- **EXERCISE REQUIREMENTS**
Can you switch every "Note to the class" in the rows below to "Reminder for the group" and give the rows back with nothing else changed?
==================================================
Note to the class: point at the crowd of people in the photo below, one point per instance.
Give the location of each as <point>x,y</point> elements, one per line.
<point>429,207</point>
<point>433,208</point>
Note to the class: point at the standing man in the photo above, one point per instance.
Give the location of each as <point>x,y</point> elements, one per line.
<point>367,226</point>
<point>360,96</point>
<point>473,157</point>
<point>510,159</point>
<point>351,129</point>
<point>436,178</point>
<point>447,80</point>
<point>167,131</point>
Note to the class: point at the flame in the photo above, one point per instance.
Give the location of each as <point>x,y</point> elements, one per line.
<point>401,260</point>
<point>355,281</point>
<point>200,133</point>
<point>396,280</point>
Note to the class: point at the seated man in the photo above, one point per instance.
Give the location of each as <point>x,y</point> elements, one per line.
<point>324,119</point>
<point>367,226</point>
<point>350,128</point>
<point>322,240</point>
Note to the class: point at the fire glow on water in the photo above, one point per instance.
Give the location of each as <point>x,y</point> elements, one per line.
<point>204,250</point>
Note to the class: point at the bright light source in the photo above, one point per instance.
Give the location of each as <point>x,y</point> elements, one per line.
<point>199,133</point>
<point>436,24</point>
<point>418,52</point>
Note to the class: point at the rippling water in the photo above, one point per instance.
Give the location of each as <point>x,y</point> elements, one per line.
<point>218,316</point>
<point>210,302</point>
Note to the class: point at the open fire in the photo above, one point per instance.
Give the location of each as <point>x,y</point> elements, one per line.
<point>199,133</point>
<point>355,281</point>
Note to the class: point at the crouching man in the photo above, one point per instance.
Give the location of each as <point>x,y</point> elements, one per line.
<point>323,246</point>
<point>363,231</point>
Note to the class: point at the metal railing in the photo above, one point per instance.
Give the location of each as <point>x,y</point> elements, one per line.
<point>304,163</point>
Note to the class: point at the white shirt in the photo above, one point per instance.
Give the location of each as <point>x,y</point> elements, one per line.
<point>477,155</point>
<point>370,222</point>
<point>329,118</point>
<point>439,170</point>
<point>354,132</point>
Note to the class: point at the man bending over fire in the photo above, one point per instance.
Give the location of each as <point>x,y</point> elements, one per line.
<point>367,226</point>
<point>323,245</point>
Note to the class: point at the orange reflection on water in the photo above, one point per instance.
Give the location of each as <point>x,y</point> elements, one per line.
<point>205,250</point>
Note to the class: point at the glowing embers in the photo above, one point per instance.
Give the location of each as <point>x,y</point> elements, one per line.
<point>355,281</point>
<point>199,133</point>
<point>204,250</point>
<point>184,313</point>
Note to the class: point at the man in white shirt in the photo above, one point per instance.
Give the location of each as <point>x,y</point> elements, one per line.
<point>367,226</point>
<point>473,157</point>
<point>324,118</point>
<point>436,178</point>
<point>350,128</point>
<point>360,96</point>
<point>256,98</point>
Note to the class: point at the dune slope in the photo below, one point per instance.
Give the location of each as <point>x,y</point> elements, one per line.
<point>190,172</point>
==================================================
- **RESPONSE TO THIS TASK**
Reminder for the group: point at the crowd of people in the photo below, one point per instance.
Give the location of each as <point>x,y</point> elements, one per line.
<point>429,207</point>
<point>433,208</point>
Reminder for the group: point at the standing man in the photo above, one point per instance.
Give the location of each as <point>x,y</point> elements, one per line.
<point>367,226</point>
<point>360,96</point>
<point>473,157</point>
<point>510,159</point>
<point>351,129</point>
<point>436,178</point>
<point>447,80</point>
<point>167,131</point>
Reminder for the group: point at the flame in the photo above, one point per instance.
Give the location of each as <point>x,y</point> elements, one per line.
<point>401,260</point>
<point>355,281</point>
<point>200,133</point>
<point>396,280</point>
Reminder for the group: point at the seated man in the photo above, one point per instance.
Give the location of each as <point>x,y</point> elements, one per line.
<point>324,119</point>
<point>367,226</point>
<point>350,128</point>
<point>322,240</point>
Reminder for the group: point at the fire glow on water in the photo above, one point per instance.
Give the location of each as <point>x,y</point> elements, one per line.
<point>204,250</point>
Reminder for the group: point at the bright light source in the photo above, one point per instance.
Give the location of each as <point>x,y</point> elements, one per line.
<point>199,133</point>
<point>436,24</point>
<point>418,52</point>
Reminder for the group: point at the rippling water in the photo above, one point per instance.
Give the location of each as <point>x,y</point> elements, one per line.
<point>218,316</point>
<point>210,302</point>
Reminder for the group: point at the open fire in the photo above, one point per instance.
Give the location of each as <point>x,y</point> elements, one per line.
<point>199,133</point>
<point>355,281</point>
Reminder for the group: point at the crouching man in the photo above, one point per instance.
Give the location of each as <point>x,y</point> elements, one per line.
<point>323,246</point>
<point>363,231</point>
Reminder for the group: point at the metal railing in the photo above, one point per instance.
Give the location of each as <point>x,y</point> elements, one per line.
<point>304,163</point>
Reminder for the group: point at the white shirt in the photo above, one point per instance.
Give the location of each as <point>x,y</point> elements, one per line.
<point>477,155</point>
<point>370,222</point>
<point>329,118</point>
<point>439,170</point>
<point>354,132</point>
Reminder for the group: point at the man bending over fire in the photo above, one point per instance.
Give the location of each as <point>x,y</point> elements, one per line.
<point>367,226</point>
<point>323,245</point>
Reminder for the group: point at the orange reflection on water in the photo above, one point per instance.
Give the location of each as <point>x,y</point> elements, one per line.
<point>205,250</point>
Reminder for the group: point at the glowing embers in the photo above, one point per instance.
Give the location of each as <point>x,y</point> elements, one per line.
<point>355,281</point>
<point>199,133</point>
<point>204,250</point>
<point>184,313</point>
Reminder for the group: point at the man in white shirt in the photo above, one point per instance.
Give the location of each as <point>x,y</point> elements, one per line.
<point>367,226</point>
<point>473,157</point>
<point>324,118</point>
<point>436,178</point>
<point>350,128</point>
<point>360,96</point>
<point>256,98</point>
Reminder for the group: point at the dune slope in the photo below, one point per instance.
Give the location of each as <point>x,y</point> elements, one per line.
<point>190,172</point>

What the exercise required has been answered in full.